• _GIVEN PROBLEM_:
Return every line of the records below without any changes, leaving out the pictures.

(Object detection data)
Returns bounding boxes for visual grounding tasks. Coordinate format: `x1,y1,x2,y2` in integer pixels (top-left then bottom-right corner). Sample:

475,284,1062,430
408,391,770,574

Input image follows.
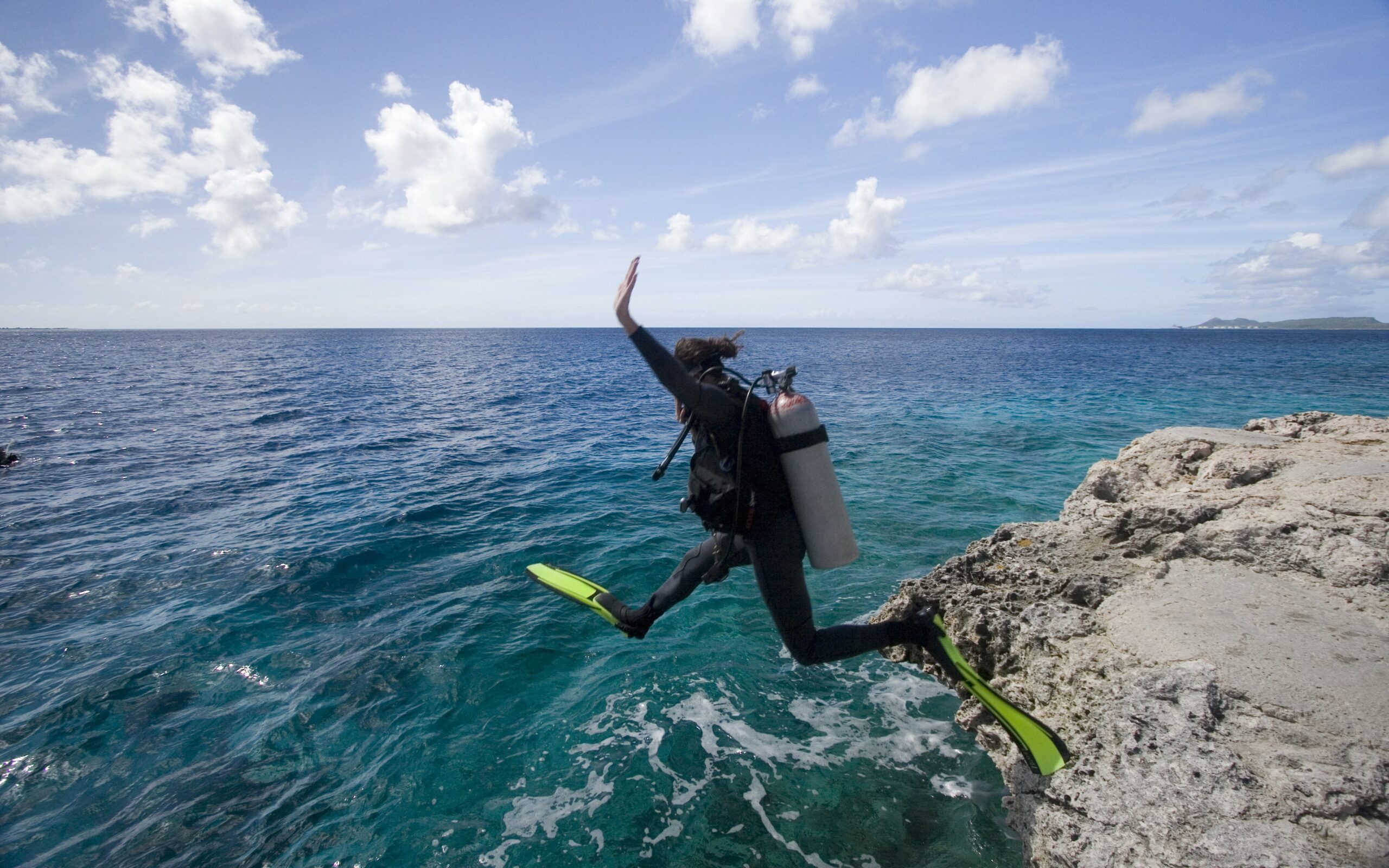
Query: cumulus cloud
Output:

• _THE REPLY_:
Returns bounding boxes for visual grounding tasks. Coordinate format: `x1,y1,x2,y2` in integer pixels (top-left then bottom-right corner). Sample:

475,284,1062,430
408,391,770,574

Input image follows.
Query: cumulus cloud
Output:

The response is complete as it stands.